-- Start of Data lines --
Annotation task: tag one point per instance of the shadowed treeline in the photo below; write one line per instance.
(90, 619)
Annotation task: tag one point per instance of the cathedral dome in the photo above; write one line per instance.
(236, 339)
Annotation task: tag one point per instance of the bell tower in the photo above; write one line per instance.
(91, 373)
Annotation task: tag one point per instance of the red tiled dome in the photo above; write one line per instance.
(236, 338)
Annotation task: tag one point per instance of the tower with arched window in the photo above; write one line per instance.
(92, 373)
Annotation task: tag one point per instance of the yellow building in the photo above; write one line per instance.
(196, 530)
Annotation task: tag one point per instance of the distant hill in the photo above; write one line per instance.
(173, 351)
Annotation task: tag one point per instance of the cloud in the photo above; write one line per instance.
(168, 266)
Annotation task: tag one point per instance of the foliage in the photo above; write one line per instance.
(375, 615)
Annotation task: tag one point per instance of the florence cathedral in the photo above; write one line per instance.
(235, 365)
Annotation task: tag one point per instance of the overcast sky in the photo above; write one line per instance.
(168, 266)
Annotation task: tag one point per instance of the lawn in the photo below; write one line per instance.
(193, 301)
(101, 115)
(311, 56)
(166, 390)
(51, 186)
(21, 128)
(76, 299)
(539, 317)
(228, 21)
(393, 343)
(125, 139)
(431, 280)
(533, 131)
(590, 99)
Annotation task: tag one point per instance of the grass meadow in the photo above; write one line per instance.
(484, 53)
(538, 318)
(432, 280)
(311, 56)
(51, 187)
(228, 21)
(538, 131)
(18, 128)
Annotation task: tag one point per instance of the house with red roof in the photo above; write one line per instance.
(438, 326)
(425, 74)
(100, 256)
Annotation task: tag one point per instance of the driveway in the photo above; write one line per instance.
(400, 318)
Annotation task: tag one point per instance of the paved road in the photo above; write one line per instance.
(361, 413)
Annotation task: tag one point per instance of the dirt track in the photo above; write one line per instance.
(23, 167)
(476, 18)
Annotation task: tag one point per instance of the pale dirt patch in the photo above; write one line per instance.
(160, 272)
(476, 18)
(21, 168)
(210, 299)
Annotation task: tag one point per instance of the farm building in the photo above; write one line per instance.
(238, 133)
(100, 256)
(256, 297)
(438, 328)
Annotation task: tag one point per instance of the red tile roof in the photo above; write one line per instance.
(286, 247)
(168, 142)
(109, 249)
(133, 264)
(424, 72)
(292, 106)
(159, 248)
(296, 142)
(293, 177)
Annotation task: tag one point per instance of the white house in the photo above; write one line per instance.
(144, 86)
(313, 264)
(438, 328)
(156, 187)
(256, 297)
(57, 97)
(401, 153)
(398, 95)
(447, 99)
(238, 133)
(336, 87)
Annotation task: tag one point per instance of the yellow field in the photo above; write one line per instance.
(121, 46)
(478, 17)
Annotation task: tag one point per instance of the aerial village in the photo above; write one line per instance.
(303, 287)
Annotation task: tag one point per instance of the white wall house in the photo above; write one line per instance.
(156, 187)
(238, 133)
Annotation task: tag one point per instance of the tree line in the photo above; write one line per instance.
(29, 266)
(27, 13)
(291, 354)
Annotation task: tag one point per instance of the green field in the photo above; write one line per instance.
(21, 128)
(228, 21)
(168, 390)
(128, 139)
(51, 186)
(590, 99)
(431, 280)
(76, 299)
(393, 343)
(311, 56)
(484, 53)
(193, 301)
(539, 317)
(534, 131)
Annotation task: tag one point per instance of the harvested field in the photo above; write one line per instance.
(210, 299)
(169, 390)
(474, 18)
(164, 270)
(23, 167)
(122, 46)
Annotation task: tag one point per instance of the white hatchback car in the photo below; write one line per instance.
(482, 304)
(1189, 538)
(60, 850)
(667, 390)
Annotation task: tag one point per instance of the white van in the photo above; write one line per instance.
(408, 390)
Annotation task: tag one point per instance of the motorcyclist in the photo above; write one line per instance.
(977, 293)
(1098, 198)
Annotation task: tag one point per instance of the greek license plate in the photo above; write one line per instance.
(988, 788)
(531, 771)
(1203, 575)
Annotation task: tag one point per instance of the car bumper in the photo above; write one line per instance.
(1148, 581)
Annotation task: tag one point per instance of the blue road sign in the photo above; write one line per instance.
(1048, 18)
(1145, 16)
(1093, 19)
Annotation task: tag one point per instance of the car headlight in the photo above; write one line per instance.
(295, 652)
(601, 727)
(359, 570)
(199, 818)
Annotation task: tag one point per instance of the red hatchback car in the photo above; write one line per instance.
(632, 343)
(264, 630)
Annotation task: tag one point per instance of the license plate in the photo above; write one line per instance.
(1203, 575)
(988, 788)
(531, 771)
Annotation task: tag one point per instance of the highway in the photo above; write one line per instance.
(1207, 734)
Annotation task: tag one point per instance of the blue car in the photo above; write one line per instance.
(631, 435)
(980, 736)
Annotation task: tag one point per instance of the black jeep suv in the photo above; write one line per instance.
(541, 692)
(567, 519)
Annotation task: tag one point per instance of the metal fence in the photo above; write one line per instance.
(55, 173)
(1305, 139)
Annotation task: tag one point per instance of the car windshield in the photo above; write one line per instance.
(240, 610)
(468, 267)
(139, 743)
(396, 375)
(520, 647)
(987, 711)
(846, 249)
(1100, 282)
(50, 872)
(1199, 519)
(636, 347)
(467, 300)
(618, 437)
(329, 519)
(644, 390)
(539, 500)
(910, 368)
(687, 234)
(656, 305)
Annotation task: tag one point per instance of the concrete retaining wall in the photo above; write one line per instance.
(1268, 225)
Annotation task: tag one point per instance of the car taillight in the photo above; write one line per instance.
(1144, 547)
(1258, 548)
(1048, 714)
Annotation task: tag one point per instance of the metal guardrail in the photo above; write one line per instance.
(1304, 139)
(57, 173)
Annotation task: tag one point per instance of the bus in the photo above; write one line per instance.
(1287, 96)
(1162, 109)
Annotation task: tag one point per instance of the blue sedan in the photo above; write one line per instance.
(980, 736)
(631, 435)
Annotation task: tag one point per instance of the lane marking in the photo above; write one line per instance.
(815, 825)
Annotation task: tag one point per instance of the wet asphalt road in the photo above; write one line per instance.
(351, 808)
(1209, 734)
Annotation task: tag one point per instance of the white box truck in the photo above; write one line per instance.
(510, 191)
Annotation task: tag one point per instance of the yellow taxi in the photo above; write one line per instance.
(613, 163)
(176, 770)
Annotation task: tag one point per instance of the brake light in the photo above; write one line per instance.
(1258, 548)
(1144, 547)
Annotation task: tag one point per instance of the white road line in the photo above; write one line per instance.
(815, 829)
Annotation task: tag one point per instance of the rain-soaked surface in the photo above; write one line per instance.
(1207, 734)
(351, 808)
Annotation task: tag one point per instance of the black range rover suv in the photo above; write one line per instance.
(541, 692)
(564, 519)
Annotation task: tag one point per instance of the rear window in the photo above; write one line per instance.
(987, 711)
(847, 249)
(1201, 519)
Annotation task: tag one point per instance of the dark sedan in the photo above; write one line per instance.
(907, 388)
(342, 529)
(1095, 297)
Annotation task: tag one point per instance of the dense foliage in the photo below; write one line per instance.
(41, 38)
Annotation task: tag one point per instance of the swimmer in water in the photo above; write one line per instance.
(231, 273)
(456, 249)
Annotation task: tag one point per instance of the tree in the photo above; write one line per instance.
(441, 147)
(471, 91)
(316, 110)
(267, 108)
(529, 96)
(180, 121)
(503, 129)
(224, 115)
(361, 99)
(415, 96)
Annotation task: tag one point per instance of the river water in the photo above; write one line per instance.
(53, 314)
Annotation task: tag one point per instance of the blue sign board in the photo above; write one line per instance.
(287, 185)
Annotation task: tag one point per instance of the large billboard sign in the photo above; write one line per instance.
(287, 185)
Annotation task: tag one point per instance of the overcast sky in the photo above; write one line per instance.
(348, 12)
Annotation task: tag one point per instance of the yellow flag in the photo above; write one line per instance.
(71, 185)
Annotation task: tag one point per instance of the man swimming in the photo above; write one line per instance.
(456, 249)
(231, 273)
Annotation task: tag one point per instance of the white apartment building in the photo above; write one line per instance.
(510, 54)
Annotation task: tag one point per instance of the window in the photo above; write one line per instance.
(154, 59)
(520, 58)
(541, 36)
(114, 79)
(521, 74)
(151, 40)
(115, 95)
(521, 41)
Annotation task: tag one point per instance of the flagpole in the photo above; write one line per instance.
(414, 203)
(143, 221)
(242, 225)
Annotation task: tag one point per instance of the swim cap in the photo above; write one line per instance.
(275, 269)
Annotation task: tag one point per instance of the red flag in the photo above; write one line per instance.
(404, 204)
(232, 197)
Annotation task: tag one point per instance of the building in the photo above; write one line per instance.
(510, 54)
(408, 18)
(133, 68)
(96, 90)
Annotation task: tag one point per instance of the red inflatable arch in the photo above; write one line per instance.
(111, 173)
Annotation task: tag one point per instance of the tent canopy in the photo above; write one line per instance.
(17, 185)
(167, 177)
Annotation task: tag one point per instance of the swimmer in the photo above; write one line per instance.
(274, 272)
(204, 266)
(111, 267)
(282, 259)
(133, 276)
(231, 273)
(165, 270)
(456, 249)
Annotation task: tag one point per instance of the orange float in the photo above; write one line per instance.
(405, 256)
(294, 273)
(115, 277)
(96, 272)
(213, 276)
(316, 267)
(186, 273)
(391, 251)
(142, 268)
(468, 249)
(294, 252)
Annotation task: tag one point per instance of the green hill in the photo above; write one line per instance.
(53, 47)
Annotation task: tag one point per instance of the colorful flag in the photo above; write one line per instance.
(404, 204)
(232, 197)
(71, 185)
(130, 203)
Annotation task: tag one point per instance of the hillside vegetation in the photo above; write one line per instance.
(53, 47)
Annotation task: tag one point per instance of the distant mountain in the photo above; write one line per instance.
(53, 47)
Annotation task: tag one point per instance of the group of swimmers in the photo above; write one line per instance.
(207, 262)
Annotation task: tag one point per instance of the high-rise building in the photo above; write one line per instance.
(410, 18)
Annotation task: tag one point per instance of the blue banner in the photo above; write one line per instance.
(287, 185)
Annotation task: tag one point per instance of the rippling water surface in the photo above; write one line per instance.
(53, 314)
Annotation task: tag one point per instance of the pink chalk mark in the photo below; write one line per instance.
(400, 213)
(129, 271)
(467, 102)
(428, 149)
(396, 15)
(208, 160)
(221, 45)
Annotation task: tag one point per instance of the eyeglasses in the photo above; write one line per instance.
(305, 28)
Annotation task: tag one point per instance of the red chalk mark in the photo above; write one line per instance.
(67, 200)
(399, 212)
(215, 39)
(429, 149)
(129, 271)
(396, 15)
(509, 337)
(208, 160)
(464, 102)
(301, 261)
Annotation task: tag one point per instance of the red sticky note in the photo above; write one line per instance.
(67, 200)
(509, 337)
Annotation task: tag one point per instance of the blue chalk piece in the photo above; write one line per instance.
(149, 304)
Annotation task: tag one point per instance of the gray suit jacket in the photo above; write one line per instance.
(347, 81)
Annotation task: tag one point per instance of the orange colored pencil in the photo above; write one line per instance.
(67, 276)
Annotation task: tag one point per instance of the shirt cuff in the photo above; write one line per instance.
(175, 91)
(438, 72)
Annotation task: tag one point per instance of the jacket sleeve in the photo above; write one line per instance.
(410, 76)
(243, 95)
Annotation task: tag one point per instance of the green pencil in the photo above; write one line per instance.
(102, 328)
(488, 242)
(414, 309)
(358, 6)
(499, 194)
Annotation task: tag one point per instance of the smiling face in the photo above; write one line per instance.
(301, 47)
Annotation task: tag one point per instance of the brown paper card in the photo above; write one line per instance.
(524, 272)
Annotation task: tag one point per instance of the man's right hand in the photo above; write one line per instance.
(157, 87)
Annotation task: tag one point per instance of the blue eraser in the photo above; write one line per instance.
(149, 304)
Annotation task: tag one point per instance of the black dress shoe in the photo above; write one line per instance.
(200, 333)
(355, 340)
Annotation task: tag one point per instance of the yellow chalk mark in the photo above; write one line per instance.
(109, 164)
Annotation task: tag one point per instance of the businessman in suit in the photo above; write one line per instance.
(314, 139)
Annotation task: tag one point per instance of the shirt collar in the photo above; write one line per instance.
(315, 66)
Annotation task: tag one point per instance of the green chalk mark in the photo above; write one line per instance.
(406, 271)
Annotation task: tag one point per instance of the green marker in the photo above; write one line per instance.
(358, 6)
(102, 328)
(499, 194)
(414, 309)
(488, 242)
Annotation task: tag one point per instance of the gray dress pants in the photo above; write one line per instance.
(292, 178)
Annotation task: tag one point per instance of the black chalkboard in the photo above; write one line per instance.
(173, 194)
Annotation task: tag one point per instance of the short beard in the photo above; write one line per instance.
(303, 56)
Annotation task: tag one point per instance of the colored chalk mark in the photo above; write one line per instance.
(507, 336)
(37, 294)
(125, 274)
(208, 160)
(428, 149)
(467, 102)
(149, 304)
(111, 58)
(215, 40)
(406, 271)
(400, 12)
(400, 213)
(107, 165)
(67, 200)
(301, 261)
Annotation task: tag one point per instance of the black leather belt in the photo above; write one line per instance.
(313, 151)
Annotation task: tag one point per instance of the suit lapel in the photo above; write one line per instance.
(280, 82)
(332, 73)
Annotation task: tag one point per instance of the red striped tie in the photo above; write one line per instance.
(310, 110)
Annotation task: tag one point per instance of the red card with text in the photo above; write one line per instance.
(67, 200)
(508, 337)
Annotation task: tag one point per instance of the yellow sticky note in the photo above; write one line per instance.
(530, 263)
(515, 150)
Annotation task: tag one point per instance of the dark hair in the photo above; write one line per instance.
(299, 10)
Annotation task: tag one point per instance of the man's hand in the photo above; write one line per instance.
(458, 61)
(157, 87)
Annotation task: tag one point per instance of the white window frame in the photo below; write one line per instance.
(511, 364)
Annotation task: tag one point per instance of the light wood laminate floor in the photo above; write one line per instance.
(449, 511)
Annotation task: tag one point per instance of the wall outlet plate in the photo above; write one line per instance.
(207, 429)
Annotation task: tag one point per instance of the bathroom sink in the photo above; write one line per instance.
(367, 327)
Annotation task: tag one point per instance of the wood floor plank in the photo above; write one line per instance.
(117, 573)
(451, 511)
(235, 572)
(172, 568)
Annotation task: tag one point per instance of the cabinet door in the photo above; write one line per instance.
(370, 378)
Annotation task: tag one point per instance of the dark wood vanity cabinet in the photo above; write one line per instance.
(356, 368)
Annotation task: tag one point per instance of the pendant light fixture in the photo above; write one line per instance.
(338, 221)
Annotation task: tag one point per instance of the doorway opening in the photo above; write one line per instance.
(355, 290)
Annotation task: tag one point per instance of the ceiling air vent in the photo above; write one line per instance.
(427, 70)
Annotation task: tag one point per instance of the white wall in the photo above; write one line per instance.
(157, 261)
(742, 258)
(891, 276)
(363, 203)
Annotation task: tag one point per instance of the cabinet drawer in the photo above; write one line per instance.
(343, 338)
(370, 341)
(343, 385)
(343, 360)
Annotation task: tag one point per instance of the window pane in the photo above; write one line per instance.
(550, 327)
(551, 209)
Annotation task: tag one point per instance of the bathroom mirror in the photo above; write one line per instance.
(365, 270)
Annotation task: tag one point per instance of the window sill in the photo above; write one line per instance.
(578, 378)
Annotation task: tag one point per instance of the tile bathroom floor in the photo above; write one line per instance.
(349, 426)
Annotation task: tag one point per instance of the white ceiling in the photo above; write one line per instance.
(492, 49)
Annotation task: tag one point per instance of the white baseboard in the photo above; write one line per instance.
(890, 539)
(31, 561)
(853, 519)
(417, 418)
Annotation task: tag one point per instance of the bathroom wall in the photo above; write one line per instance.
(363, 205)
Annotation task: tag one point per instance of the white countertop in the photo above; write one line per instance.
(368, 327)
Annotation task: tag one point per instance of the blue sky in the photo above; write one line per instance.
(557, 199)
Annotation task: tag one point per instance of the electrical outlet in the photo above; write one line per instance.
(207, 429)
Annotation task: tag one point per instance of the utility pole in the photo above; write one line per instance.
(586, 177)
-- End of Data lines --
#### Task prompt:
Reproduce verbatim the stretch of the listing above from the line containing "Annotation task: tag one point per instance of the window sill" through the end of the listing, with both ends included.

#### Response below:
Annotation task: tag one point per instance of the window sill in the photo above; write one line per instance.
(578, 378)
Annotation task: tag one point per instance of the tile bathroom floor in the photo above; write one line per instance.
(349, 426)
Annotation task: tag one point per instance of the white ceiling in the photo above; write one line per instance.
(492, 49)
Annotation task: tag one point per instance of the white baseboard in the photo above; write one line per instance.
(890, 539)
(31, 561)
(853, 519)
(417, 418)
Annotation task: tag one point per instance of the bathroom wall in the photo above; write one line per instance.
(363, 205)
Annotation task: tag one point per instance of the white countertop in the photo above; write one line per instance.
(368, 327)
Annotation task: tag one point per instance of the blue sky in the photo above; write one line per instance.
(557, 199)
Annotation task: tag one point per instance of the electrical outlet in the photo above; write one line per instance.
(207, 429)
Annotation task: tag one point per instance of the utility pole in the photo above; write one line per instance.
(586, 177)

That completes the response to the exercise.